Requirement: Please restate, exactly as they appear, only the lines from the one that contains "Query: sponsor banner" to the final line of the entries, with no pictures.

-------------------------

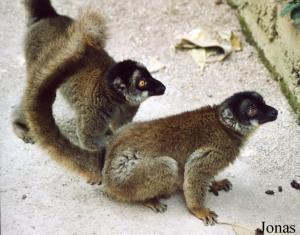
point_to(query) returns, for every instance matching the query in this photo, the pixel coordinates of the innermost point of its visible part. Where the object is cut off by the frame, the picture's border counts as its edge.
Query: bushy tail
(38, 9)
(45, 78)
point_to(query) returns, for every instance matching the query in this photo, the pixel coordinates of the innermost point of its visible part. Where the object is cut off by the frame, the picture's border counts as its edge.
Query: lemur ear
(119, 84)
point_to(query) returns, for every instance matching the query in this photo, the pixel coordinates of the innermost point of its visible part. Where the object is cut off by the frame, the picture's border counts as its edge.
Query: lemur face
(249, 108)
(133, 81)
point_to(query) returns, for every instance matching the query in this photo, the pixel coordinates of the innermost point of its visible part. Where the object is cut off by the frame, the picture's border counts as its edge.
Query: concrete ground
(39, 197)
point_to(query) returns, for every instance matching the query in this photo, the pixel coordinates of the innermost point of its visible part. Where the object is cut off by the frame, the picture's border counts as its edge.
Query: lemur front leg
(91, 130)
(201, 166)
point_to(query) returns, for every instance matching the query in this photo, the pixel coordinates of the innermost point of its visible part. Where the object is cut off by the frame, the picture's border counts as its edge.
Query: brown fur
(152, 159)
(58, 48)
(62, 51)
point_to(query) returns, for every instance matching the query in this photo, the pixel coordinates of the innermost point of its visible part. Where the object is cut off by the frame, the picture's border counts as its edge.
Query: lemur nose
(160, 90)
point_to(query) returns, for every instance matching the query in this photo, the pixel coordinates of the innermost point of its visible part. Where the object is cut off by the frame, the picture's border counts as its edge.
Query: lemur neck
(229, 121)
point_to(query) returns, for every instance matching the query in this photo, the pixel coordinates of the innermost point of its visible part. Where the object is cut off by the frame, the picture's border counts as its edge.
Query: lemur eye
(141, 83)
(252, 111)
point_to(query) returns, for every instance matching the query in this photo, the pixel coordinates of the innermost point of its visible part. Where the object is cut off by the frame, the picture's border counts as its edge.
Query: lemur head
(245, 111)
(133, 82)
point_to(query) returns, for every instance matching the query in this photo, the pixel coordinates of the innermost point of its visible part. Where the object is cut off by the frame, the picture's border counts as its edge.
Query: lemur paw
(217, 186)
(155, 205)
(206, 215)
(94, 179)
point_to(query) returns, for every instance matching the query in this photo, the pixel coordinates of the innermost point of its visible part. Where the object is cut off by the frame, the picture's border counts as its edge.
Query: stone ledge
(277, 40)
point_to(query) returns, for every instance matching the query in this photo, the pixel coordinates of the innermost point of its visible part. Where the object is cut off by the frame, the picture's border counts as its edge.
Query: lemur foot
(206, 215)
(217, 186)
(155, 205)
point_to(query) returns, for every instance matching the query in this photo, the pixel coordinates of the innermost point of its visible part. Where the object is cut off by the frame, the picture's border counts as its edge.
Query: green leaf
(295, 14)
(288, 8)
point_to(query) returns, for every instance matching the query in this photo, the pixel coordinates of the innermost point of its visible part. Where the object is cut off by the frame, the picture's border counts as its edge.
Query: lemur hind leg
(20, 126)
(134, 178)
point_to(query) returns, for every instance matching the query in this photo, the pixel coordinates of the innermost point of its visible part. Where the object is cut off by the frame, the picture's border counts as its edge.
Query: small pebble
(270, 192)
(295, 185)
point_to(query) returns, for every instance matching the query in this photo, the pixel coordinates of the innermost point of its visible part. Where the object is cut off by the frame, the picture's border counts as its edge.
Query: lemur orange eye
(141, 83)
(252, 111)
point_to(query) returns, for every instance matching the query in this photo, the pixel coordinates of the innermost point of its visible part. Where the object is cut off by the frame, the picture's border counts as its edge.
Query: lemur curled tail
(104, 94)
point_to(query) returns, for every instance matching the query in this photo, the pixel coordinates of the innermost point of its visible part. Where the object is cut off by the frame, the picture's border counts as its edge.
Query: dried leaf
(236, 42)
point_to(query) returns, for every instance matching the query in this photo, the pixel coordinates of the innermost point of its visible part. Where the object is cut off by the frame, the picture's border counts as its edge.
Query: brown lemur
(148, 160)
(104, 94)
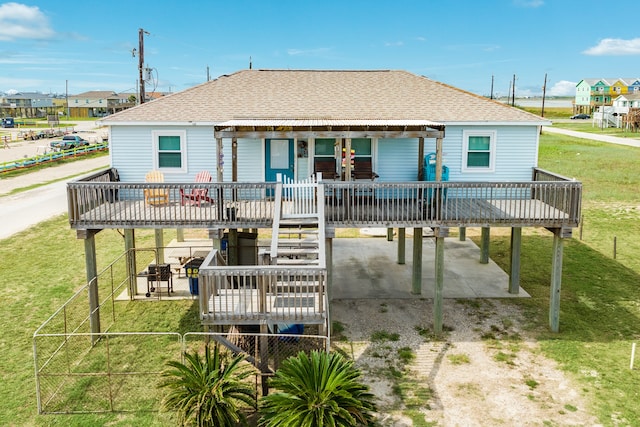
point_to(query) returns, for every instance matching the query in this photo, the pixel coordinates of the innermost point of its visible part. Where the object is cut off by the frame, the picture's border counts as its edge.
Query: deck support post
(132, 268)
(328, 250)
(232, 247)
(401, 246)
(421, 159)
(416, 276)
(556, 281)
(159, 235)
(484, 245)
(264, 358)
(514, 272)
(439, 282)
(92, 280)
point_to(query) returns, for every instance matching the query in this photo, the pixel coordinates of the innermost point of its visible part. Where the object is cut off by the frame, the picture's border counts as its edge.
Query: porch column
(463, 234)
(514, 273)
(401, 243)
(132, 269)
(484, 245)
(416, 276)
(234, 159)
(439, 285)
(421, 159)
(92, 280)
(347, 159)
(159, 235)
(220, 177)
(556, 281)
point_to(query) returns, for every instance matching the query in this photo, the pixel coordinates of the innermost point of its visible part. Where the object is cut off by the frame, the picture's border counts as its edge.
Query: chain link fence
(78, 371)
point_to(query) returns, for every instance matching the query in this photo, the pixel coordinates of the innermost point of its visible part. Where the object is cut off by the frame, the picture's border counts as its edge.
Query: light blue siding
(250, 160)
(131, 152)
(397, 160)
(516, 153)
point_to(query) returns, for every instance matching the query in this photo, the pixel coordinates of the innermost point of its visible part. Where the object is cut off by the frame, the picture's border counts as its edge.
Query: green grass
(589, 127)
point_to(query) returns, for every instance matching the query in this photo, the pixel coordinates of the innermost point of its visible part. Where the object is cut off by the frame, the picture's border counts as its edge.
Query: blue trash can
(429, 174)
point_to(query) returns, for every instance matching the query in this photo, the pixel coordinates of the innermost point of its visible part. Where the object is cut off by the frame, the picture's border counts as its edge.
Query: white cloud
(562, 88)
(19, 21)
(308, 52)
(615, 47)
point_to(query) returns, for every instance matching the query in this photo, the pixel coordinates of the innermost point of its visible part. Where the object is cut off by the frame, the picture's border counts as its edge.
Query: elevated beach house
(305, 152)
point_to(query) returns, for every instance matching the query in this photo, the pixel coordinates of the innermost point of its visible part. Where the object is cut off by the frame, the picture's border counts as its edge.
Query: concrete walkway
(594, 136)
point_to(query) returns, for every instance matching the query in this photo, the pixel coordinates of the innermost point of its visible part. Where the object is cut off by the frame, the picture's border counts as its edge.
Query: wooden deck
(549, 202)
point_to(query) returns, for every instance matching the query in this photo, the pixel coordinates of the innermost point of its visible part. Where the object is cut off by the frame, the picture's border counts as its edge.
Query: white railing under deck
(233, 295)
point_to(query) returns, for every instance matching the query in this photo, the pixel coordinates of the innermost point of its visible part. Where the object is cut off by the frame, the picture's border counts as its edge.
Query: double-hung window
(170, 150)
(479, 151)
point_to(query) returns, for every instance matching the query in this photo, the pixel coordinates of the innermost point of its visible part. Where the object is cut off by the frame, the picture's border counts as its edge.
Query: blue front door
(279, 158)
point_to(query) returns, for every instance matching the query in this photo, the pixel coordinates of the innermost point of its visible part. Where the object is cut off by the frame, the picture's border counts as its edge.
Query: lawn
(600, 308)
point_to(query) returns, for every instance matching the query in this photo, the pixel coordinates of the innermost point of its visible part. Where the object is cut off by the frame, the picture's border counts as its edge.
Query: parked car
(69, 142)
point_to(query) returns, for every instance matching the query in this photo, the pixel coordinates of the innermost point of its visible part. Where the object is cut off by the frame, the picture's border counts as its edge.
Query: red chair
(197, 195)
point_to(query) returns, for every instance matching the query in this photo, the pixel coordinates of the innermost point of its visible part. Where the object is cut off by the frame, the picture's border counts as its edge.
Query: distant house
(592, 94)
(26, 104)
(99, 103)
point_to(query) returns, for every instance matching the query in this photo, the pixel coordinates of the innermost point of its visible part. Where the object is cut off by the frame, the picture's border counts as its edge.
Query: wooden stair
(297, 234)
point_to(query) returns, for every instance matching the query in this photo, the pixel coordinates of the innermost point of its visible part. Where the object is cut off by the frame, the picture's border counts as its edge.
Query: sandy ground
(486, 371)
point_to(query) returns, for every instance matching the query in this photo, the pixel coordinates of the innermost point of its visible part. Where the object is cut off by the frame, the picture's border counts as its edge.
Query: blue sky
(53, 46)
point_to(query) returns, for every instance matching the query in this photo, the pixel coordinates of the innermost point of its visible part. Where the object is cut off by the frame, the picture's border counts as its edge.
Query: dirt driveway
(485, 372)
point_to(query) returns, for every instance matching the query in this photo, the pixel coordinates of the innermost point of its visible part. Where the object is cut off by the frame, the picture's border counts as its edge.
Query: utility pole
(544, 92)
(491, 86)
(141, 34)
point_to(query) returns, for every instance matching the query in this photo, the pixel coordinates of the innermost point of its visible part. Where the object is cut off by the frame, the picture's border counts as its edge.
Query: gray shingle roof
(326, 95)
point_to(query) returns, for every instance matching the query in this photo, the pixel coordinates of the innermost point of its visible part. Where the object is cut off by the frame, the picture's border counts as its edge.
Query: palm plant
(209, 390)
(320, 389)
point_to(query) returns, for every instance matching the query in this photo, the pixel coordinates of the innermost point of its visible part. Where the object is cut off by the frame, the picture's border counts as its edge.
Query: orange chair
(155, 196)
(197, 195)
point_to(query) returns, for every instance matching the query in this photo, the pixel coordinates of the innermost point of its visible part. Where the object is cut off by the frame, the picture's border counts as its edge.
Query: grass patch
(379, 336)
(459, 359)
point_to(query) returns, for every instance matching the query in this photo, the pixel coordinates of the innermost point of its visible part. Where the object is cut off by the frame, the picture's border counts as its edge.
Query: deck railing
(254, 294)
(549, 200)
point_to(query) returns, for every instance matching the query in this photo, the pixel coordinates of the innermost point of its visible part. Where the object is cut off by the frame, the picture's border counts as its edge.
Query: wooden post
(232, 247)
(439, 285)
(556, 282)
(92, 280)
(132, 268)
(159, 235)
(514, 274)
(401, 243)
(234, 159)
(416, 276)
(328, 249)
(484, 245)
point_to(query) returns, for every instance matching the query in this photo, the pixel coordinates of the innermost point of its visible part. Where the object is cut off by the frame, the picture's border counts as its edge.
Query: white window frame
(156, 134)
(492, 134)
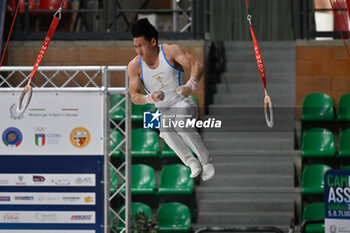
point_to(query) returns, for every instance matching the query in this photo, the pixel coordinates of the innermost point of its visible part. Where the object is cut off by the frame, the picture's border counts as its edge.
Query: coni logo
(151, 120)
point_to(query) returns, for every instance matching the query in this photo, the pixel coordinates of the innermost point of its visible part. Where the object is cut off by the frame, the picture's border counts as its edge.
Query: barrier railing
(238, 229)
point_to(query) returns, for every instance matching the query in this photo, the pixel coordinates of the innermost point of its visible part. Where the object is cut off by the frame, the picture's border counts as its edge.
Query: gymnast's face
(144, 47)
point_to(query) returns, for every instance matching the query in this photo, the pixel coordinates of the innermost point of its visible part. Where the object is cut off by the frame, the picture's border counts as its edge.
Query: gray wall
(272, 19)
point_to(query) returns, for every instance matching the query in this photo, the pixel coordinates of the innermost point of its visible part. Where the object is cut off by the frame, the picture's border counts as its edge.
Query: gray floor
(254, 181)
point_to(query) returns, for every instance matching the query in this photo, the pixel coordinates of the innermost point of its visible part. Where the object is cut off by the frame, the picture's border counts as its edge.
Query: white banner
(65, 123)
(81, 217)
(47, 231)
(47, 198)
(47, 179)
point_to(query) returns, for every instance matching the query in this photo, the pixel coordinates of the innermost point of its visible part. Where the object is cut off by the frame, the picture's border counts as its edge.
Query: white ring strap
(17, 110)
(268, 110)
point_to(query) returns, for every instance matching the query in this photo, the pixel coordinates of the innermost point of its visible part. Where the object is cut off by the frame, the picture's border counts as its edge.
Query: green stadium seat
(312, 180)
(174, 217)
(167, 151)
(317, 107)
(113, 180)
(115, 139)
(137, 111)
(118, 113)
(343, 109)
(144, 143)
(314, 211)
(175, 179)
(136, 208)
(344, 143)
(143, 179)
(318, 142)
(194, 99)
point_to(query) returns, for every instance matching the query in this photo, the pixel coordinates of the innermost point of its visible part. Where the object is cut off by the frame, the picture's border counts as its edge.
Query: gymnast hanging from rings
(157, 77)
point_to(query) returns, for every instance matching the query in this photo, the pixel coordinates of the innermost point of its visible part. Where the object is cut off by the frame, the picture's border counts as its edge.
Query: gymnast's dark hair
(142, 27)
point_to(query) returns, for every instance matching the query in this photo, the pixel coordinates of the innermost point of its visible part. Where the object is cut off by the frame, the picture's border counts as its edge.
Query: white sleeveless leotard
(165, 77)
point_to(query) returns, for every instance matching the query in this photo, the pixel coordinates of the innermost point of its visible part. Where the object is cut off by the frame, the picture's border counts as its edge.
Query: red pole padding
(45, 45)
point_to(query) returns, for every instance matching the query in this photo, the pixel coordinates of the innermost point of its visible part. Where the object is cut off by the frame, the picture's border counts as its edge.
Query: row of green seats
(320, 107)
(117, 108)
(319, 142)
(172, 217)
(174, 179)
(312, 179)
(145, 143)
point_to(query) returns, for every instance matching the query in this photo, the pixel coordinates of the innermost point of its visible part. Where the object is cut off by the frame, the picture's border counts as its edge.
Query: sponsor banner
(337, 199)
(74, 217)
(63, 123)
(47, 179)
(47, 231)
(47, 198)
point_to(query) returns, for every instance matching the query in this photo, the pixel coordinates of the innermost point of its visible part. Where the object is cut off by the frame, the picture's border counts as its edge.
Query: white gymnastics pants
(180, 139)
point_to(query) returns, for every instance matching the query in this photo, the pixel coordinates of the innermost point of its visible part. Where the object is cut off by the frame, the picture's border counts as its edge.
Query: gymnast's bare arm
(136, 87)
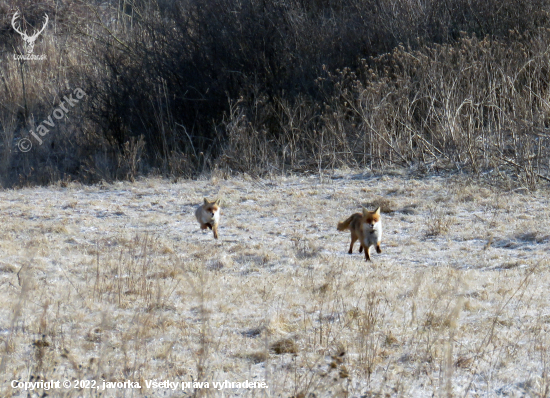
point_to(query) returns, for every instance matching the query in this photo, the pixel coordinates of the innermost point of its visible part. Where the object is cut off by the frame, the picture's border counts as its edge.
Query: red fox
(208, 215)
(366, 227)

-------------------------

Task response:
Query: sponsor banner
(337, 199)
(74, 217)
(63, 123)
(47, 179)
(47, 231)
(47, 198)
point_to(query) returns, for every instance matching the query in this photo, the pixel coordinates of the innermost point of its visible part. Where the object is cut off by the frame, the picture's border counts as its edge.
Query: white gymnastics pants
(180, 139)
point_to(query) returns, for every instance matching the query in this photo, the pixel coordinates of the innermost point of its visible part. Where the object is cut off by the frame, the picture's border counts as its edge.
Query: gymnast's bare arm
(136, 87)
point_to(query) returns, for every instance matching the query in this photo, the pixel coordinates of the innermost point of its visible part. Where the object is cut off by the frame, the picture's border counts as its edge.
Query: red fox
(208, 215)
(366, 227)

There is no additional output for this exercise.